■ Instruction ■
Copy the records below character for character, including every line of coordinates, but omit the pictures.
**** Data shown ****
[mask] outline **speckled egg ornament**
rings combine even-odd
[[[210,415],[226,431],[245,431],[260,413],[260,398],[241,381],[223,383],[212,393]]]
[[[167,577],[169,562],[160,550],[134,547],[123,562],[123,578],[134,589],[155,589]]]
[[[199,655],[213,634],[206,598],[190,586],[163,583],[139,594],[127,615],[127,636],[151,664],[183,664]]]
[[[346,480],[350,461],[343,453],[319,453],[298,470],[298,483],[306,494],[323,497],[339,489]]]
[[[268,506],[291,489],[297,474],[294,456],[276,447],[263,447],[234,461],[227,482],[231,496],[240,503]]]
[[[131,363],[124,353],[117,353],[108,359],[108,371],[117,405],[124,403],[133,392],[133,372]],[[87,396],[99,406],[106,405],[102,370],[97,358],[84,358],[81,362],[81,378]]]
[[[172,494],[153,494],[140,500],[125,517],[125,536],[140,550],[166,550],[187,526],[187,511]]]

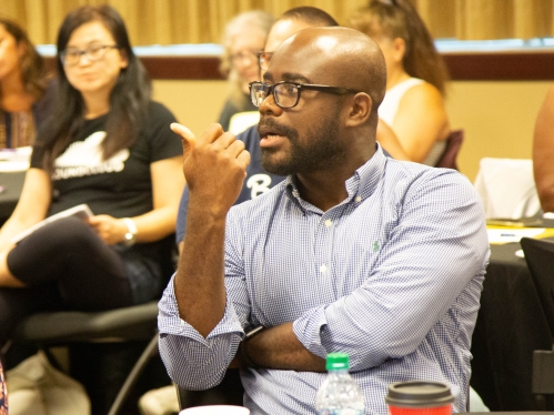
****
■ Task result ■
[mask] outline **speckled egg ornament**
rings combine even-odd
[[[210,415],[226,431],[245,431],[260,413],[260,398],[241,381],[223,383],[212,393]]]
[[[167,577],[169,562],[160,550],[134,547],[123,562],[123,578],[134,589],[155,589]]]
[[[199,655],[213,634],[206,598],[190,586],[163,583],[139,594],[127,615],[127,636],[151,664],[183,664]]]
[[[346,480],[350,461],[343,453],[319,453],[298,470],[298,483],[306,494],[323,497],[339,489]]]
[[[268,506],[291,489],[297,474],[294,456],[276,447],[263,447],[234,461],[227,482],[231,496],[240,503]]]
[[[131,363],[124,353],[117,353],[108,359],[108,371],[117,405],[124,403],[133,392],[133,372]],[[87,396],[99,406],[106,405],[102,370],[97,358],[84,358],[81,362],[81,378]]]
[[[172,494],[153,494],[140,500],[125,517],[125,536],[140,550],[166,550],[187,526],[187,511]]]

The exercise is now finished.